Records:
──────

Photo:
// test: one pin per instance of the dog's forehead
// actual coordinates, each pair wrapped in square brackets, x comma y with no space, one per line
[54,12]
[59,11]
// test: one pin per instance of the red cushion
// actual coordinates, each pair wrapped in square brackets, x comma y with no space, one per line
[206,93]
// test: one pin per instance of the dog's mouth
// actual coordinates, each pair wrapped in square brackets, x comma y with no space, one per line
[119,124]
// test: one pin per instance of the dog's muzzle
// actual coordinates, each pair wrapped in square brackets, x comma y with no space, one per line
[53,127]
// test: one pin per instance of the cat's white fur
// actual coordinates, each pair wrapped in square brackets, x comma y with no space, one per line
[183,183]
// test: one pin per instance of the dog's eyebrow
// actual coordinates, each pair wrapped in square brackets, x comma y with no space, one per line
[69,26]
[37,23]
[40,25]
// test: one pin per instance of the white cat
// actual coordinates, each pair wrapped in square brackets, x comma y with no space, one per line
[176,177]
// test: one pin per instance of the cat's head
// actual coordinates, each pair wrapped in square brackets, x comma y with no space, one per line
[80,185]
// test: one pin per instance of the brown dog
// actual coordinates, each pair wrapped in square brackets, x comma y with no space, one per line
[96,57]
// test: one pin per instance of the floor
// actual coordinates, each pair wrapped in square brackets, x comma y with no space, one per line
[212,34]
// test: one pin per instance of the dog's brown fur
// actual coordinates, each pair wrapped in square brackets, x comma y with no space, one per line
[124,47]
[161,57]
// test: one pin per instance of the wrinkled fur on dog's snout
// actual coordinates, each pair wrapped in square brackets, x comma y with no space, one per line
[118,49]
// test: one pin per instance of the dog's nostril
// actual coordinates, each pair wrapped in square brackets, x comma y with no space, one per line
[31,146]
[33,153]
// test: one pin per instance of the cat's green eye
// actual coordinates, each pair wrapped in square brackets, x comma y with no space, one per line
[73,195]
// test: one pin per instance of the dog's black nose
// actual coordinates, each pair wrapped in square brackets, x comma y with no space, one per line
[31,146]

──────

- [Set exercise] From the records above, extract each line exactly as shown.

- [In response]
Photo:
// test: one pin per instance of the dog's forehead
// actual coordinates, each pair wrapped in square brackets, x comma y with no space, one per line
[54,12]
[59,11]
// test: one pin per instance of the red cushion
// actual coordinates, each pair wrapped in square brackets, x comma y with no space, one per line
[206,93]
// test: one pin per instance of the dog's mouth
// actual coordinates, each pair wrapped in square brackets, x comma y with no space, one per line
[119,124]
// test: one pin per instance of the dog's muzzle
// actual coordinates, each pair wrapped in square brackets, x comma y with no space, one per line
[53,127]
// test: one pin per instance of the cat's white fur
// actual coordinates, each pair wrapped in square brackets, x comma y with no space, one per line
[183,183]
// test: one pin per instance of the dog's eyebrow
// actual coordinates, each pair wrapped in square brackets, x comma y with no space, one per line
[69,26]
[37,23]
[40,25]
// test: one pin per instance of the white cat
// actual coordinates, each pair wrapped in square brackets, x comma y with no space, one per line
[176,177]
// test: one pin per instance of the cat's head
// actual coordinates, each pair wrapped in square brackets, x comma y with no space, one per line
[80,185]
// test: one pin per instance of the brown dog
// actual coordinates, each pair wrapped in square brackets, x comma y with no space, one per line
[96,57]
// test: one pin per instance of the floor
// actual coordinates, each pair wrapped in square brackets, x comma y with no space, one per line
[212,34]
// test: one pin per instance of the dog's brown fur
// actual coordinates, each pair wrapped in square brackets, x comma y with no space, one per line
[124,47]
[161,57]
// test: one pin per instance of the wrinkled fur on dog's snout
// actual coordinates, each pair wrapped in square brackets, x comma y with no space, one per line
[118,49]
// test: one pin per instance of the dog's nostril
// actual coordinates, each pair wrapped in square brackets, x comma y with no space, one per line
[31,146]
[33,153]
// test: one pin per instance of the cat's green eye
// actual coordinates, each pair wrapped in square brackets, x comma y with no space, one per line
[73,195]
// test: one pin per instance of the dog's black nose
// actual coordinates, each pair wrapped in square brackets, x comma y with no space, one per line
[31,146]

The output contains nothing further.